Activity:
In how many lines of the listing below does the word "target" occur? Say only the number.

Start of Data supplied

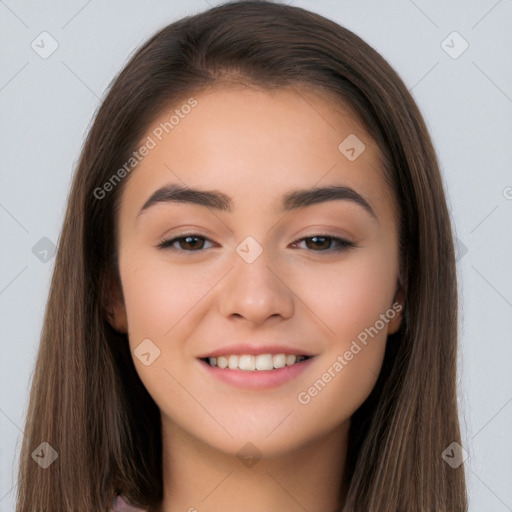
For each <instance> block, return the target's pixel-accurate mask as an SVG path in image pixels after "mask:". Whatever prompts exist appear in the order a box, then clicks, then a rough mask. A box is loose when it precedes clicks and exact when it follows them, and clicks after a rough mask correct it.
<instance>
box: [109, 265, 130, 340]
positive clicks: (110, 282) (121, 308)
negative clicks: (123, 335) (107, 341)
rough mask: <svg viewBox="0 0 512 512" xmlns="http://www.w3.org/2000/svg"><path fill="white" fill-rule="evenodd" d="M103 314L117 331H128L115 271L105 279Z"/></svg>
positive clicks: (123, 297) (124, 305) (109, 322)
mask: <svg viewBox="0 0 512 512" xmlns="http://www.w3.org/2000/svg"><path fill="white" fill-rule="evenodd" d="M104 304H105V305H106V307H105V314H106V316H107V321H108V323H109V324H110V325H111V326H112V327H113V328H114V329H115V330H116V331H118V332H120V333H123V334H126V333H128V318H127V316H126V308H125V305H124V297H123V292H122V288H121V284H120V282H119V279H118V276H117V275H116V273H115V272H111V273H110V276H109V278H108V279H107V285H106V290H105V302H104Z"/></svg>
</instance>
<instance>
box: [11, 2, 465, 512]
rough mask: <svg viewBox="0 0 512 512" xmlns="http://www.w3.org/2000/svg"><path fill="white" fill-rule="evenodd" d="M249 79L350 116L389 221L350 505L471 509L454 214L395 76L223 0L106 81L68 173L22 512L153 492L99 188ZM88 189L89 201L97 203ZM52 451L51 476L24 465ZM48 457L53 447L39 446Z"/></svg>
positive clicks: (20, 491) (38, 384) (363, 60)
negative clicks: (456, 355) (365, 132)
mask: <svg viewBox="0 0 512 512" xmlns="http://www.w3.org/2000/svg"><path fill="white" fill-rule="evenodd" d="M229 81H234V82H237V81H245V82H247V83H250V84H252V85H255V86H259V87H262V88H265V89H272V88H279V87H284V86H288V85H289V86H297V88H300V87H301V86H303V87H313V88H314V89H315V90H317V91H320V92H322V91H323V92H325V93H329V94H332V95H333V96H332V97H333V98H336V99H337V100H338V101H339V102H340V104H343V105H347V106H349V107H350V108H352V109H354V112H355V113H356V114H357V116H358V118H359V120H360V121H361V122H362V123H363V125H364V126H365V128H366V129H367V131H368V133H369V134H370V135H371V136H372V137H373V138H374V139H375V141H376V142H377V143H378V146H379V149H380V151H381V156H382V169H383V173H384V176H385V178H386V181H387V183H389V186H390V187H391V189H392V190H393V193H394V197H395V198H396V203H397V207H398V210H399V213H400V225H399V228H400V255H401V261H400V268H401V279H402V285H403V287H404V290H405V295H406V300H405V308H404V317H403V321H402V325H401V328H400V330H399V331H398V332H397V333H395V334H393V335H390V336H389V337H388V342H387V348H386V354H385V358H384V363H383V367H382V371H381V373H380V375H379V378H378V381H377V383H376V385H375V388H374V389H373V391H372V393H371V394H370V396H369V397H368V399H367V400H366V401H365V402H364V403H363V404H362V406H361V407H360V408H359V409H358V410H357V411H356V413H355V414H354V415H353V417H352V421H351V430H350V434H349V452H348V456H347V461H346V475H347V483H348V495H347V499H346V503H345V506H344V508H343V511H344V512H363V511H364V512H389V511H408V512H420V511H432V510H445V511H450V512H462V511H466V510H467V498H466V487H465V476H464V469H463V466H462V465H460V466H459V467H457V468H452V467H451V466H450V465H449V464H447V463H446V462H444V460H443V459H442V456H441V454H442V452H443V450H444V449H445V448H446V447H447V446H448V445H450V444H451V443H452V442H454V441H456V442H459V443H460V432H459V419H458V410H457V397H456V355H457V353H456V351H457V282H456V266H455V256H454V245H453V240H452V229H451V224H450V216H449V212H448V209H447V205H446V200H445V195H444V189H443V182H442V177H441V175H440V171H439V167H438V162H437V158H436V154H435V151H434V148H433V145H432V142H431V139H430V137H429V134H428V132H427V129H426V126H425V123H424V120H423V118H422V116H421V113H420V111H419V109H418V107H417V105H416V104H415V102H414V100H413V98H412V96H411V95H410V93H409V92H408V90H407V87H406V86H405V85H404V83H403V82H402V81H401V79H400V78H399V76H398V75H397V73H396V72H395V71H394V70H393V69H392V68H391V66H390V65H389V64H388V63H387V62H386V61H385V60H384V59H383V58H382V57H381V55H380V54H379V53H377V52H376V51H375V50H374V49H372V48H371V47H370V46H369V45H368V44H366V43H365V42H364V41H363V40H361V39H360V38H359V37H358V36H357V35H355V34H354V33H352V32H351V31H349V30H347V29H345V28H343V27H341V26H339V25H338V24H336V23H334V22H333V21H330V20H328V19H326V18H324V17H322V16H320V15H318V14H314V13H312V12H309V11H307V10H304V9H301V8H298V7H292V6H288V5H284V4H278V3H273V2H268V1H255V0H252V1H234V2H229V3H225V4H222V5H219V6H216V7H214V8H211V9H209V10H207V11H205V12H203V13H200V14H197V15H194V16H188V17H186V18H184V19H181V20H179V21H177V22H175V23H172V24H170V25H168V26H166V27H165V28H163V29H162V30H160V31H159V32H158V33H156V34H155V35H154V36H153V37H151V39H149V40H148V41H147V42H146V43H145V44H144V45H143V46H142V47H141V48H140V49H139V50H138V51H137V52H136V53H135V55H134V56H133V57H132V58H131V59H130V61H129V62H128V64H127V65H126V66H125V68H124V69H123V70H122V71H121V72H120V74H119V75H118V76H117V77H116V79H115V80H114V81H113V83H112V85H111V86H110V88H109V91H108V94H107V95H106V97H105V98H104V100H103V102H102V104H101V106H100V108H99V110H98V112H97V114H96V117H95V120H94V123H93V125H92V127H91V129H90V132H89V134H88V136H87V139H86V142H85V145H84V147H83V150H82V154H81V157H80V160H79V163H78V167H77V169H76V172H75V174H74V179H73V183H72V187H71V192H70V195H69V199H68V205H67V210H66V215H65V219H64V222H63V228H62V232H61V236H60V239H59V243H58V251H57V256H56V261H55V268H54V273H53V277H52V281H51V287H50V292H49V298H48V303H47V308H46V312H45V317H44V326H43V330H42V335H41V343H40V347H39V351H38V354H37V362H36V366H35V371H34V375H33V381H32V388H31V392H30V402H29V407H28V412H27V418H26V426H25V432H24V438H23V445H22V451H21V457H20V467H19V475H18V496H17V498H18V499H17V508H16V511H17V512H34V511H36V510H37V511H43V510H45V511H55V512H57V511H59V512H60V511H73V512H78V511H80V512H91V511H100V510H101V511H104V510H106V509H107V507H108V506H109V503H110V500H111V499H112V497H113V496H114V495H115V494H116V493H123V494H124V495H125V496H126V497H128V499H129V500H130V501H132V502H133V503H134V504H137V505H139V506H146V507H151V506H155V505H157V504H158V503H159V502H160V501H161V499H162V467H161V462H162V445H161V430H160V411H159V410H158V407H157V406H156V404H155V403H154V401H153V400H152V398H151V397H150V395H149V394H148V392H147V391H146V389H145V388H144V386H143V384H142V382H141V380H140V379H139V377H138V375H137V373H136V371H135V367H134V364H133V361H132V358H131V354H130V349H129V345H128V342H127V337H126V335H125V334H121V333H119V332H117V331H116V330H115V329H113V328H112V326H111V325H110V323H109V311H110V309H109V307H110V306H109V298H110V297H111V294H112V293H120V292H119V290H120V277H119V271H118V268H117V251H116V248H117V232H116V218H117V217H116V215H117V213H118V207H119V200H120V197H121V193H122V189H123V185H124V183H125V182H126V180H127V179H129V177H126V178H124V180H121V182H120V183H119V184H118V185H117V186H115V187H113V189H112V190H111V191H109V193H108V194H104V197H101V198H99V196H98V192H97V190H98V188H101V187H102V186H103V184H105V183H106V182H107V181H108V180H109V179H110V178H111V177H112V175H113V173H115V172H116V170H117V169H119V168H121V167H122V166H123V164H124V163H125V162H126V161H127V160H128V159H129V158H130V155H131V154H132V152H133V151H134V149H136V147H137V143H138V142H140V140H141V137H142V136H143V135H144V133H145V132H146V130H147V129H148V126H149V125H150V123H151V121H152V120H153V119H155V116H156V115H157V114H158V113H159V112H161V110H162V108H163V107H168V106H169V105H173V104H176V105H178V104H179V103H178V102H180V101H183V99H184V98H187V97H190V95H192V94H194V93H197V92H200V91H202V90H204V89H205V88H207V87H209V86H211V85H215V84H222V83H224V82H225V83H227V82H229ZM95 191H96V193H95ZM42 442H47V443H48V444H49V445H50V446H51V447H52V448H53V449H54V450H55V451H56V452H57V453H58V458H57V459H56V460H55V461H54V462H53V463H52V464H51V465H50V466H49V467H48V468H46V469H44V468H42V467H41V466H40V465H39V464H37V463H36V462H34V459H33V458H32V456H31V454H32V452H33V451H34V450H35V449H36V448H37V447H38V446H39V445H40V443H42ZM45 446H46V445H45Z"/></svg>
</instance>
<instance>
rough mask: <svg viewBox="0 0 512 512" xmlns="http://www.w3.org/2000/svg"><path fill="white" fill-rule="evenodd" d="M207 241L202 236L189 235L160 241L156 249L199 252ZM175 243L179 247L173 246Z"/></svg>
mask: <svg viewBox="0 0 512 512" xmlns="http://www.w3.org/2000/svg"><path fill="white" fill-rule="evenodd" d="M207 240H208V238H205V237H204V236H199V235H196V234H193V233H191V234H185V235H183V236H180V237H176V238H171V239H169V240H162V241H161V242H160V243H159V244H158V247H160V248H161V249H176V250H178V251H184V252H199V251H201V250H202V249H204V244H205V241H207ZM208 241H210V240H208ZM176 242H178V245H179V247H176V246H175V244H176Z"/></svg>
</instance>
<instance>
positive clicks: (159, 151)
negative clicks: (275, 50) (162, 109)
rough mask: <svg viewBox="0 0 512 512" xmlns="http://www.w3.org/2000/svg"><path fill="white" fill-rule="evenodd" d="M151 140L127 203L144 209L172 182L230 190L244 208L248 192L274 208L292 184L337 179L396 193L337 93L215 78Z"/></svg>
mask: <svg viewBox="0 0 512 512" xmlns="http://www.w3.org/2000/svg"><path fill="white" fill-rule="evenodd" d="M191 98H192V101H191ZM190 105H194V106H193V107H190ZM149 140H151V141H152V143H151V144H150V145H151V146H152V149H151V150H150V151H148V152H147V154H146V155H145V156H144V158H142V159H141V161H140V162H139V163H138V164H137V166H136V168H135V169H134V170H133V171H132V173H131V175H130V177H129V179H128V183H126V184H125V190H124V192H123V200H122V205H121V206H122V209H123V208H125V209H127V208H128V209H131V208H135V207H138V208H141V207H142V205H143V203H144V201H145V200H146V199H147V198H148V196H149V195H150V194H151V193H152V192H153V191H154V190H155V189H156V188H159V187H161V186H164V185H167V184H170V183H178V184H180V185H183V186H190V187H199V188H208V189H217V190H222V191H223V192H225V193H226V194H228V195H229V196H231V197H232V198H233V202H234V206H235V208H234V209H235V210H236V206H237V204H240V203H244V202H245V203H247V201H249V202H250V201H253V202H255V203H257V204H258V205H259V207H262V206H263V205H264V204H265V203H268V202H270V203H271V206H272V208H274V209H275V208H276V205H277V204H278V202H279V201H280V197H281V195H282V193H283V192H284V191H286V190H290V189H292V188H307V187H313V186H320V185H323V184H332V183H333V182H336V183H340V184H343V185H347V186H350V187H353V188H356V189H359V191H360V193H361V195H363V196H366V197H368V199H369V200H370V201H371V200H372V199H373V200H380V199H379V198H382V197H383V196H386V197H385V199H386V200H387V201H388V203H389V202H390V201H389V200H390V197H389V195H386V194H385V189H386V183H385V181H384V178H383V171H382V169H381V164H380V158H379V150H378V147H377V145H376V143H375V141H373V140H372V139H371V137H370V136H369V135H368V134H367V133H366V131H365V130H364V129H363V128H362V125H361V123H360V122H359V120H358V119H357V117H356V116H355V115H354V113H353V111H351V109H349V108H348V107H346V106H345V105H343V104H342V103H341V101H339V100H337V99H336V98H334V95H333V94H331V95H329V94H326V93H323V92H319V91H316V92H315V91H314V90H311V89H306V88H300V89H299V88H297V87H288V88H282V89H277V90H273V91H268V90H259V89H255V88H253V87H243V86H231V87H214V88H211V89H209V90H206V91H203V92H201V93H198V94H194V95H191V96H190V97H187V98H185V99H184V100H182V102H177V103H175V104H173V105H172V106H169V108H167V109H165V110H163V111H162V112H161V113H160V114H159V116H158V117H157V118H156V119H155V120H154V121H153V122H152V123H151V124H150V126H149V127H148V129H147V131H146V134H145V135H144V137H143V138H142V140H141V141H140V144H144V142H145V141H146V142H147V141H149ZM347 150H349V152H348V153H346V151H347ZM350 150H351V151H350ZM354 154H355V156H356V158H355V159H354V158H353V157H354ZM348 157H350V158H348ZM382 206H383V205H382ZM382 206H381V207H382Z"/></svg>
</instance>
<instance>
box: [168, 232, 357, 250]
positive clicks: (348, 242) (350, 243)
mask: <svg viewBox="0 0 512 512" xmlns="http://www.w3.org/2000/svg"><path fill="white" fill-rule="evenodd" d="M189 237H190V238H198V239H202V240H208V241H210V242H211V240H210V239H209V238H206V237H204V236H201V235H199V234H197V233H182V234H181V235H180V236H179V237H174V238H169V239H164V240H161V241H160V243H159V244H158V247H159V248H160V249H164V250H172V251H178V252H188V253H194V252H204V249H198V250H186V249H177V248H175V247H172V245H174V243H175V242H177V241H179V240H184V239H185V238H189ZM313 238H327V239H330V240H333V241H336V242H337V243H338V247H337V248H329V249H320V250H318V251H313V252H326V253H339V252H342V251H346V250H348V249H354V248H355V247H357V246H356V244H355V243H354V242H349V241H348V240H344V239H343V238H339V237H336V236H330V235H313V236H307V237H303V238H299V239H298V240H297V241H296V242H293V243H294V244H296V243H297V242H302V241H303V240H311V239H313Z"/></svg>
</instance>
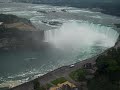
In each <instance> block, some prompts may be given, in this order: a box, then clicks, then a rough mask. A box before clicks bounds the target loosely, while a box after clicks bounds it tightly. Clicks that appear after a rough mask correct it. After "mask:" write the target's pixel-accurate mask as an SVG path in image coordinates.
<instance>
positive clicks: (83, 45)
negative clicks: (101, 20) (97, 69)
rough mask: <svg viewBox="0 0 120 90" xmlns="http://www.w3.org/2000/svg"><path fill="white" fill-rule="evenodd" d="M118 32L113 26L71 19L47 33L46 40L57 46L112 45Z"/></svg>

End of Data supplied

Answer section:
2